>>>
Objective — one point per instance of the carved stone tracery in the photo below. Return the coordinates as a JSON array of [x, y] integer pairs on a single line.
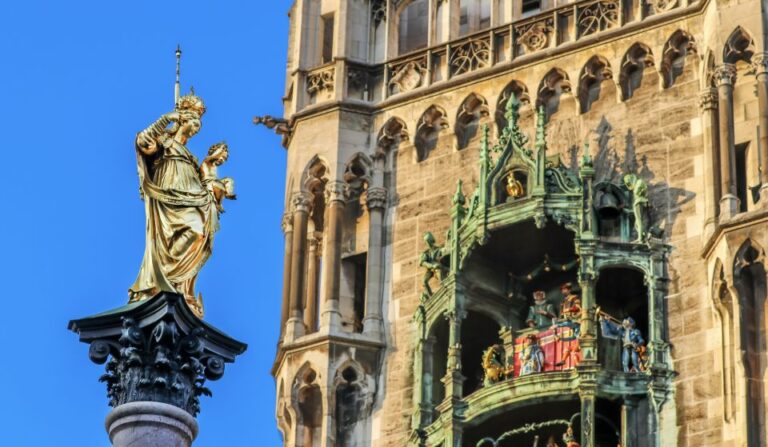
[[470, 56], [320, 80], [536, 35], [408, 75], [598, 16]]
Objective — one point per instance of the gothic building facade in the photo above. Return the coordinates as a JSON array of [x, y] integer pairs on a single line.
[[451, 160]]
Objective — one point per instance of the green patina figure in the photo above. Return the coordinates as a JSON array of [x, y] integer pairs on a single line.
[[639, 189], [431, 259]]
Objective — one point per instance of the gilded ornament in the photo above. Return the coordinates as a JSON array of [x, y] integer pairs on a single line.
[[515, 188], [182, 201]]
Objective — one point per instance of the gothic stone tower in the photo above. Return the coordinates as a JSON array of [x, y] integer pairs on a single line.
[[390, 103]]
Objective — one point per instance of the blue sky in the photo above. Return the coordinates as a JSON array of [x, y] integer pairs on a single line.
[[78, 80]]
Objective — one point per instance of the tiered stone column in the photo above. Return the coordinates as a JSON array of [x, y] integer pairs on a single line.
[[760, 65], [335, 198], [454, 379], [287, 225], [725, 77], [152, 405], [310, 310], [376, 199], [712, 194], [295, 324]]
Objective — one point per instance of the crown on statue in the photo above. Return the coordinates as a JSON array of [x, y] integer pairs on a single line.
[[192, 103]]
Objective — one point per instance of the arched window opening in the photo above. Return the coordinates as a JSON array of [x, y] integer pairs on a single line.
[[413, 26], [594, 82], [378, 30], [478, 333], [554, 92], [621, 293], [676, 52], [436, 364], [310, 406], [350, 408], [749, 279], [636, 70], [428, 130], [520, 92], [471, 112], [474, 15]]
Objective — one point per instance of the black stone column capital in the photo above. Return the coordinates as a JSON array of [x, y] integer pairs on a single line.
[[157, 350]]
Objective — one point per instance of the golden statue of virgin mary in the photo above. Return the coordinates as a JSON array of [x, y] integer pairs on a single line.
[[182, 202]]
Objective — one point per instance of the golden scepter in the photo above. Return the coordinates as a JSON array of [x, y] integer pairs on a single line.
[[599, 312]]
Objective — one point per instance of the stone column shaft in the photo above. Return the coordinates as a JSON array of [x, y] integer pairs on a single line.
[[310, 311], [376, 198], [760, 65], [725, 77], [335, 197], [712, 192], [295, 324], [288, 232]]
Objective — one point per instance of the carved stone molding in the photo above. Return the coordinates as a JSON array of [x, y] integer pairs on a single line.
<<<
[Set task]: Rescale the items from the line with "Objective — one point per instance of the tiered" up to and including the line with "194], [295, 324]]". Write out only those lines, requests included, with every coordinate in the answers multiplied by 1.7 and rounded to a whole number (halves round up).

[Exercise solution]:
Objective — one point per instance of the tiered stone column in the photo above. Return the coordinates as a JSON array of [x, y] integer pairs on a single line.
[[1292, 111], [570, 337], [772, 644], [488, 383], [1233, 131], [258, 689], [527, 527], [639, 338], [1210, 330], [502, 551]]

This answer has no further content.